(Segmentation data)
-.-.-
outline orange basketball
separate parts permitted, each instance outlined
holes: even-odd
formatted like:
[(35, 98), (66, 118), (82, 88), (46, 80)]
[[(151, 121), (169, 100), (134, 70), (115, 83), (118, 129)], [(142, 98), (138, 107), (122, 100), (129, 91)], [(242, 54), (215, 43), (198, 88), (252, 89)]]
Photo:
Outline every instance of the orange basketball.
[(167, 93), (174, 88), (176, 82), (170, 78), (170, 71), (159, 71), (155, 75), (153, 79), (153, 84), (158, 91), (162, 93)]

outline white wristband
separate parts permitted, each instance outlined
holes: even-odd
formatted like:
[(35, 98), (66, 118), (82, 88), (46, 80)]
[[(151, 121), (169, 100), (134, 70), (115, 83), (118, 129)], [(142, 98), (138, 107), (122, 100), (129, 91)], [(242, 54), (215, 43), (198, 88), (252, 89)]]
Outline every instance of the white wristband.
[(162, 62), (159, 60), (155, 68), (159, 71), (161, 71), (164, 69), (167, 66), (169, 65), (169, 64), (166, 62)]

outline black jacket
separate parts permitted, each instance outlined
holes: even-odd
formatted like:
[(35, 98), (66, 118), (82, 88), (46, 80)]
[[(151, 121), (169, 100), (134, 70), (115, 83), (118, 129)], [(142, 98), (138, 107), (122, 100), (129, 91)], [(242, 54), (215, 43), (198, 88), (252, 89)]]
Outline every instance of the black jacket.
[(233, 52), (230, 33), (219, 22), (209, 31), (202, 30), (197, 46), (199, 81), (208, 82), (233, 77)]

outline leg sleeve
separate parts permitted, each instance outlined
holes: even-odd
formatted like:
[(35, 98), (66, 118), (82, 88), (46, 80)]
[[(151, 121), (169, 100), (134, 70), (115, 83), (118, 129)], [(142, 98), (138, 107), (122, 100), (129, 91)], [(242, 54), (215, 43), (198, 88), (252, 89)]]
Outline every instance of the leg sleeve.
-.-.-
Print all of the records above line for line, with no changes to wording, spacing, or order.

** Response **
outline orange basketball
separate parts permitted, each instance outlined
holes: even-odd
formatted like:
[(35, 98), (66, 118), (82, 88), (46, 80)]
[[(151, 121), (169, 100), (134, 70), (115, 83), (118, 129)], [(142, 98), (138, 107), (122, 100), (129, 91)], [(242, 54), (215, 43), (198, 88), (252, 89)]]
Photo:
Outline every instance of the orange basketball.
[(167, 93), (174, 88), (176, 82), (170, 78), (170, 71), (159, 71), (155, 75), (153, 79), (153, 84), (158, 91), (162, 93)]

outline white wristband
separate parts permitted, each instance outlined
holes: even-odd
formatted like:
[(35, 98), (66, 118), (82, 88), (46, 80)]
[[(151, 121), (169, 100), (134, 70), (115, 83), (118, 129)], [(142, 98), (138, 107), (122, 100), (129, 91)], [(242, 54), (215, 43), (198, 88), (252, 89)]]
Outline every instance of the white wristband.
[(162, 62), (159, 60), (155, 68), (159, 71), (161, 71), (164, 69), (167, 66), (169, 65), (169, 64), (166, 62)]

outline black jacket
separate parts permitted, each instance outlined
holes: even-odd
formatted like:
[(35, 98), (66, 118), (82, 88), (46, 80)]
[[(151, 121), (169, 100), (134, 70), (115, 83), (118, 129)], [(142, 98), (138, 107), (122, 100), (129, 91)], [(242, 54), (215, 43), (198, 88), (252, 89)]]
Outline every instance of the black jacket.
[(233, 52), (230, 33), (219, 22), (209, 31), (202, 30), (197, 46), (199, 81), (208, 82), (233, 77)]

outline leg sleeve
separate parts permitted, each instance outlined
holes: even-odd
formatted like:
[(35, 98), (66, 118), (82, 88), (46, 80)]
[[(151, 121), (169, 100), (134, 70), (115, 83), (118, 129)], [(142, 98), (138, 107), (122, 100), (129, 91)], [(242, 54), (215, 43), (198, 88), (252, 89)]]
Outline every instance of the leg sleeve.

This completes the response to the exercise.